» **Given passage**:
'''
Book Thread 2018^H9

Yeah, the first few chapters of Three-Body Problem are great, set as they are mostly in the 60s and 70s, but as soon as it got to the current day I lost interest because the alien stuff was so crazy in comparison to the stuff that came before.

Seconding Jade City by Fonda Lee. One of my selections for the Hugo this year, along with N.K. Jemisin and Yoon Ha Lee. This is the first volume of a wuxia-meets-mafia-opera sort of subgenre. Wise guys having family conflicts using magical-jade-powered super-martial-arts.

Finished up the audiobook version of The Fifth Season, which I picked up because everyone here was so positive about it.

So now I get to be positive about it too! Great book; I’m really looking forward to the next books in the series.

Just finished the first book We Are Legion. I gotta admit that I just flew through it. It wasn’t an especially long book admittedly, but mainly I just couldn’t put it down! I agree that there are some downfalls. There are hardly any female characters and even worse, there are hardly any characters other than ever so slight variations of the main guy. I have to admit that by the end of the book I had trouble remembering who so and so was and what system he was in and what he was supposed to be doing. I also wasn’t a fan of the anthropomorphism of the newly discovered species. And yes, the main character is just slightly too perfect. But with all that said I still enjoyed it. I will give the second book a shot and see what happens.
'''
» **Tasks for this exercise**:
A - According to the book thread, which novel did one poster finish as an audiobook?
B - Write what follows next in the book thread, starting after its final sentence.

» **Saved data entries**:
'''
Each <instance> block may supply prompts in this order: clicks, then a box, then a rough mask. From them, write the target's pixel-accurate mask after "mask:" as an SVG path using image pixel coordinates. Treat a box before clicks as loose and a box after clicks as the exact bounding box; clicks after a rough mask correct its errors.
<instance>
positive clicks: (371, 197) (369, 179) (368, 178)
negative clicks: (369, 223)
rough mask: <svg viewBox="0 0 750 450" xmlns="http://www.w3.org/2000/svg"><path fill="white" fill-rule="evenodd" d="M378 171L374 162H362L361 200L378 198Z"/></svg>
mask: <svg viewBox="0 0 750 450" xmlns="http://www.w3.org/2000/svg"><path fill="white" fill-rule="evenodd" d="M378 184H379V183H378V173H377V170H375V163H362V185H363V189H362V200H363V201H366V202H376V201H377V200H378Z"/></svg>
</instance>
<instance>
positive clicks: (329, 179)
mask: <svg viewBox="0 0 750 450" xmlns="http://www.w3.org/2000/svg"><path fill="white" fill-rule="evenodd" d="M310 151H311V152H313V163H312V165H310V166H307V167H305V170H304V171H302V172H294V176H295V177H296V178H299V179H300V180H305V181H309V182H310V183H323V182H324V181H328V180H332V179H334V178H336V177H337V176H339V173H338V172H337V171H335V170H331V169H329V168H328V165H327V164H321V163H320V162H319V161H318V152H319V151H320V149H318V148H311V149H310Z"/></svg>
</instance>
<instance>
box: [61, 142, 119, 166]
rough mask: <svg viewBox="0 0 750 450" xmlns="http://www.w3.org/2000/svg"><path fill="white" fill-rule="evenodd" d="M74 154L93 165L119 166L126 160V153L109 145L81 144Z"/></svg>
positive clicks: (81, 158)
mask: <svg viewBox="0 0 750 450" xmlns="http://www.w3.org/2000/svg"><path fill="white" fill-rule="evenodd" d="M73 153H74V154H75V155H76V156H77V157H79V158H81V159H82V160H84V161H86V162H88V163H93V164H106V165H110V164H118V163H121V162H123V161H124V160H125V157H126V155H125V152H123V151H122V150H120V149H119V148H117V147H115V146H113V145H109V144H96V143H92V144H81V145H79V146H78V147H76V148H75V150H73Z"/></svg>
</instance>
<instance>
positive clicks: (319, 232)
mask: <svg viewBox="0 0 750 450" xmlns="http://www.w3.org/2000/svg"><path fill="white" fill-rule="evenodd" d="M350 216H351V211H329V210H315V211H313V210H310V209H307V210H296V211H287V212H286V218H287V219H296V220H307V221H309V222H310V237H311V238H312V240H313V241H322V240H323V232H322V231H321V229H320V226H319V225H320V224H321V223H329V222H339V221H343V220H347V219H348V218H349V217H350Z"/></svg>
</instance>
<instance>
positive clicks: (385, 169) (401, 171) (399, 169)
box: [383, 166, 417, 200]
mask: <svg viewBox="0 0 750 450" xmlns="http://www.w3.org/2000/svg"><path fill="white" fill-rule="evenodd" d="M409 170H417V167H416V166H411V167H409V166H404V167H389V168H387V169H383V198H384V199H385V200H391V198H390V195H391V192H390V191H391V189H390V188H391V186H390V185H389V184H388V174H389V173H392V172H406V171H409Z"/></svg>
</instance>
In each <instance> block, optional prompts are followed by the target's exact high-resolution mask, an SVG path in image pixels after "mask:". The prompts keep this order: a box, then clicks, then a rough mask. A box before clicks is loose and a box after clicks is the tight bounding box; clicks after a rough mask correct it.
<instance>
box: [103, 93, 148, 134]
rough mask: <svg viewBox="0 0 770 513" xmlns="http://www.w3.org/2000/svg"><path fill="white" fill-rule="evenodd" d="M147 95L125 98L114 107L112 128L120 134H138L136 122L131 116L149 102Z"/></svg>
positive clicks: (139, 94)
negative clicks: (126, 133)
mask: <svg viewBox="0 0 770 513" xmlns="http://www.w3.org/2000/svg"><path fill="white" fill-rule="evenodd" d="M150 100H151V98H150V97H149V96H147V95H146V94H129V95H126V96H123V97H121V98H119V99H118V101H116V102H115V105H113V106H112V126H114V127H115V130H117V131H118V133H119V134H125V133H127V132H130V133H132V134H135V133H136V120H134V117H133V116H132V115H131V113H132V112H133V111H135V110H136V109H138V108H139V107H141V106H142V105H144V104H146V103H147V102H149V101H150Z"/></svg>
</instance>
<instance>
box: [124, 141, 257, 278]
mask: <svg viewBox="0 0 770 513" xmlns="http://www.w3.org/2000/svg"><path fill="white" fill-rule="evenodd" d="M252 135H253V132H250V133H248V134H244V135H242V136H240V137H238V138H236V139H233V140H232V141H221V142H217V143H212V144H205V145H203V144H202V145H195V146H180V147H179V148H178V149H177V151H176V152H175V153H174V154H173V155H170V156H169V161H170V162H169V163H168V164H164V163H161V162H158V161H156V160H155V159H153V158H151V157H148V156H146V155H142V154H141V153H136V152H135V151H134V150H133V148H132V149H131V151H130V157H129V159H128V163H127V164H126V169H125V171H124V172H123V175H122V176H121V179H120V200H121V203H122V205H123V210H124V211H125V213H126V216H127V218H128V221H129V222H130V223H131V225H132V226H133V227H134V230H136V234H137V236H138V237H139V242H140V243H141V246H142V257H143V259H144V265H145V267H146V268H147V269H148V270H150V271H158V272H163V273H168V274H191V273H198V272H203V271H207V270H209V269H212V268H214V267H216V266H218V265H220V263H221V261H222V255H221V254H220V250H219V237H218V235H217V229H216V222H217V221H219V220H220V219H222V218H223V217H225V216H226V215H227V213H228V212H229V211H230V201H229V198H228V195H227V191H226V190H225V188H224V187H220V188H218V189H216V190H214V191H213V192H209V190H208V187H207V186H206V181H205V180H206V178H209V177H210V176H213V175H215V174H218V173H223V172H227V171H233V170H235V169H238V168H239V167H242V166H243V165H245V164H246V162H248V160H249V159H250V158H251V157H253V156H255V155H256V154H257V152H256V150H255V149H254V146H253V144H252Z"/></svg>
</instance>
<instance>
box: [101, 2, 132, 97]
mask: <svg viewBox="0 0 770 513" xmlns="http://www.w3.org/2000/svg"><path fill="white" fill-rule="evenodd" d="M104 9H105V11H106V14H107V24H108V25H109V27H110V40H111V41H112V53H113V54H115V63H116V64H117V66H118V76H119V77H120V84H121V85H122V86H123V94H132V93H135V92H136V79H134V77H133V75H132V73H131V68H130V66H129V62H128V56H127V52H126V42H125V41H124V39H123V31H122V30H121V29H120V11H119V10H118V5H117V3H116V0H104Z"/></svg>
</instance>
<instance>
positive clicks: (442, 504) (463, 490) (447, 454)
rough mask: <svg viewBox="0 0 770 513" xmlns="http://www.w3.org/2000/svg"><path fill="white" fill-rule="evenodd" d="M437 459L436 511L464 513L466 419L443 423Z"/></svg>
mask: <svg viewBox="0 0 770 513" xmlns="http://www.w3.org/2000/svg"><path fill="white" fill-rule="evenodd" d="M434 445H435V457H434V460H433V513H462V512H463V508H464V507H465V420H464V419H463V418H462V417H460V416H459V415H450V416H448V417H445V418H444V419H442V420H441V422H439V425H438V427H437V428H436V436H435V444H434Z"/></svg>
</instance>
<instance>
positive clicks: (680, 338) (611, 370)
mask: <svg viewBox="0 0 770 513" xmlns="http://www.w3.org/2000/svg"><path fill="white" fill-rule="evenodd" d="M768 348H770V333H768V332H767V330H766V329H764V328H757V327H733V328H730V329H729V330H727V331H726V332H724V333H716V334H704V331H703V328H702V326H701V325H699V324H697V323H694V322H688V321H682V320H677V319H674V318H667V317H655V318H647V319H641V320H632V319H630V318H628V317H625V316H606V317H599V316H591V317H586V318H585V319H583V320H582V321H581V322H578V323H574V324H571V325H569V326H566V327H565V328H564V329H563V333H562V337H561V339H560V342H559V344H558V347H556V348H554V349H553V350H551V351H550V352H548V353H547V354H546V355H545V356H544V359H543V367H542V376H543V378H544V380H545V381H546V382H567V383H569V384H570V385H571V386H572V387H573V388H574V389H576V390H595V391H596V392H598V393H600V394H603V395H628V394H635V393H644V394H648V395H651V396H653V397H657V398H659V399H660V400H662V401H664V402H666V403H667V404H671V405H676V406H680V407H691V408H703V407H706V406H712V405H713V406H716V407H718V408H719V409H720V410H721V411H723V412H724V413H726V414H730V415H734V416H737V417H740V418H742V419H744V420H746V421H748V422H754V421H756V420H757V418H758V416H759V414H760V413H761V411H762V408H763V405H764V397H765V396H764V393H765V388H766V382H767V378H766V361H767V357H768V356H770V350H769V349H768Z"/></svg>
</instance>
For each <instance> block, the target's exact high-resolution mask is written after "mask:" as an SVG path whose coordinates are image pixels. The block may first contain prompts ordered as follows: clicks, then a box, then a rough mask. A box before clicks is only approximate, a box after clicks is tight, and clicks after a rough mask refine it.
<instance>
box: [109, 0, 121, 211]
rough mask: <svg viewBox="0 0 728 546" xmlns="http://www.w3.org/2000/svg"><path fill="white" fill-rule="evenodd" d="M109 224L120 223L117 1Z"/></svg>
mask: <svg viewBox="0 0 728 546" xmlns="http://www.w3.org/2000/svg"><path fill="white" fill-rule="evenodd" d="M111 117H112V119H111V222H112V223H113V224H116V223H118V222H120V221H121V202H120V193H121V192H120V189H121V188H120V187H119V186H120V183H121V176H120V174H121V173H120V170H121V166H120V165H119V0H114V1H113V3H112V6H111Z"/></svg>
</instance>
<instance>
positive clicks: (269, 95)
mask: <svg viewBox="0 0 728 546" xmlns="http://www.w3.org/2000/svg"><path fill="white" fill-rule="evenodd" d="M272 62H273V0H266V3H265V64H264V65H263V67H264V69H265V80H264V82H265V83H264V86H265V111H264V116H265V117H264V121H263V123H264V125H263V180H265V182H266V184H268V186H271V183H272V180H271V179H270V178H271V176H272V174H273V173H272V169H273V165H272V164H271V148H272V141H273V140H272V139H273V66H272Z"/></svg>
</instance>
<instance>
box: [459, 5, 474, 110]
'''
» **Answers to the problems**:
A - The Fifth Season.

B -
Royal Assassin by Robin Hobbs

This is the second book in The Farseer Trilogy. While I think it is too long and probably suffers from the curse of being the second book in a trilogy I do have to say I enjoyed it and the new things it brings to the table. The continued education and adventures of FitzChivalry are fun to read.

I wonder if Rothfuss read these before writing the Name of the Wind. Those books seem to be influenced by what Hobbs has done with the Farseer Trilogy.

Anyway, I already own book three, and while it won’t be my next read I figure to read it before the year is out.

I really should read the Farseer Trilogy one day. I really like Robin Hobb’s writing. I initially started reading her because GRR Martin recommended Fool’s Errand. That’s part of the Tawny Man Trilogy I think, which is a sequel to the Farseer Trilogy and Liveship Trilogy. I ended up finishing those three books (just the Tawny Man trilogy, I mean).

Wow, it looks like she’s been writing even more in that universe, with that same character even. She just finished the “Fitz and the Fool trilogy” in 2017.

Yes, and there’s a four book Rain Wilds series that more directly follows the Liveship books as well. I believe Fitz and the Fool is scheduled to be the last with those particular characters though.

So after Farseer Books the Tawney Man Trilogy is next?

The Liveship Traders trilogy is next chronologically, although it’s in a different part of the world and only one character overlaps.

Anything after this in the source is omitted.